▸ **DOCUMENT PASSAGE**:
----
- Method 2: Toaster oven (this is the quick and easy way)- Put chocolate unsweetened chips or broken/ chopped up bar in a ceramic ramekin or tempered glass dish (like Pyrex container). Heat in the toaster oven, and, depending on how urgently you need chocolate, you can set it to 200 - 300 degrees F. Slower is probably safer to prevent it from seizing up. For example, if melting a cup of chips, let it go for about 15-20 minutes and then check on it, stir, and continue heating and stirring every 5 minutes or so until it is smooth and creamy (shouldn't take too long). Adjust time to volume, of course.
- Once the unsweetened chocolate is totally melted, mix in the sweetener(s) of your choice and salt to taste. Remember that if you will be adding dried fruit or dipping fruit in the chocolate, you will need less sweetener.
- Then, add any of you optional goodies. Go with your intuition on how much of each thing.
- Now it’s time to shape it. This part is fun! You can pour it into any mould. Consider how you want your final product to be shaped. You can pour it into a container or casserole dish to cut or break into a bar-like effect. Ice cube trays work great for bon bons. You can order BPA free silicon molds online. We like the heart ones.
- Make your own nut butter cups! Small paper baking cups (the ridged kind) work great for this. You can even buy silicone small baking cups for mini cupcakes and muffins that work great. For the filling, you just sweeten some (eyeball the amount) of your nut butter to taste and add a pinch of salt if unsalted. To assemble, pour a little of the basic (melted, sweetened, salted) chocolate into the bottom of the paper or silicone cup, add a little glob (this is the technical term) of nut butter and pour a little more melted chocolate over it to cover.
- Dip fruit in it! Another use of the basic chocolate base is to dip fruit like bananas, strawberries or cherries in it. If you're in the tropics like us, when it's seasonal, dip mango or pineapple in it.
- Make up your own chocolate treat! Get creative and play.
- Whatever shapes or concoctions you made, put in the fridge or freezer (again freezer means you get to eat it sooner) until it sets. You can keep it refrigerated or not. It should be fine at a moderate room temperature. Just note it may melt if it gets too warm.
Giulia
Yum (again!)
How do you snap them out of the molds to make them as clean and crisp as those in the photo?
----
▸ **DATASET ENTRIES**:
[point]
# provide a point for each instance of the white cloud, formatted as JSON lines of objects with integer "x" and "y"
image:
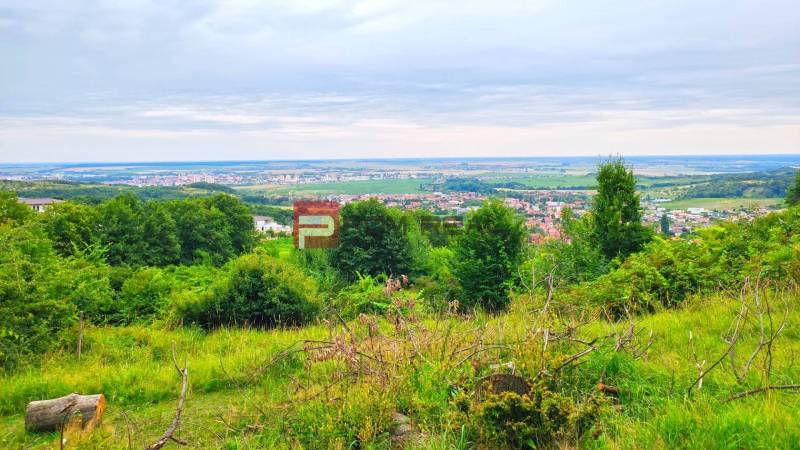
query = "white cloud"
{"x": 437, "y": 77}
----
▸ **YOUR GOAL**: Carry on the homemade chocolate text from the point where it stops.

▸ **ANSWER TO THIS EXERCISE**:
Skya Boudousquie
Hi Giulia! Thanks for your question! If you are using old fashioned ice cube trays, just twist and turn them like when you make ice, and they should just pop right out. If you find that doesn’t work for you, try silicone molds, they just peel right off. The colder they are the better they hold together.
Dana
Is there a way to make chocolate that is GERD-friendly? I’ve read that you can buy Cocoa Powder that’s been processed with Alkali, but I’m not sure exactly what that means, and if it addresses those theobramines or caffeine in addition to the acidity. I’ve tried Carob as a replacement…….nope, not even remotely as satisfying :/
Skya Boudousquie
This is a great question Dana! There are two types of cocoa powder, natural and Dutch process. The Dutch process uses alkali to remove some of the acidity and harshness naturally found in the cocoa. The more processed it is the darker it is. We actually like both kinds because of the different flavors each type brings. Some baking dishes may rely on the acidity of natural cocoa powder to activate the baking soda or powder, but in those cases a recipe usually specifies. As for GERD, I would be interested to see if the Dutch process cocoa is less aggravating because of its reduced acidity. It may still aggravate GERD because it doesn’t reduce the theobromine as far as I know. Let us know what you discover! To find it, look for processed with alkali on the ingredients label. You are right, there is nothing that quite replaces chocolate! The good news is you can heal your GERD and get back to being able to enjoy chocolate. Traci was unable to eat it for years (she was sensitive to it in other ways), but is now able to enjoy it again after a lot of healing and clearing food sensitivities! So hang in there and use it as motivation to continue on your path back to healthy, robust digestion.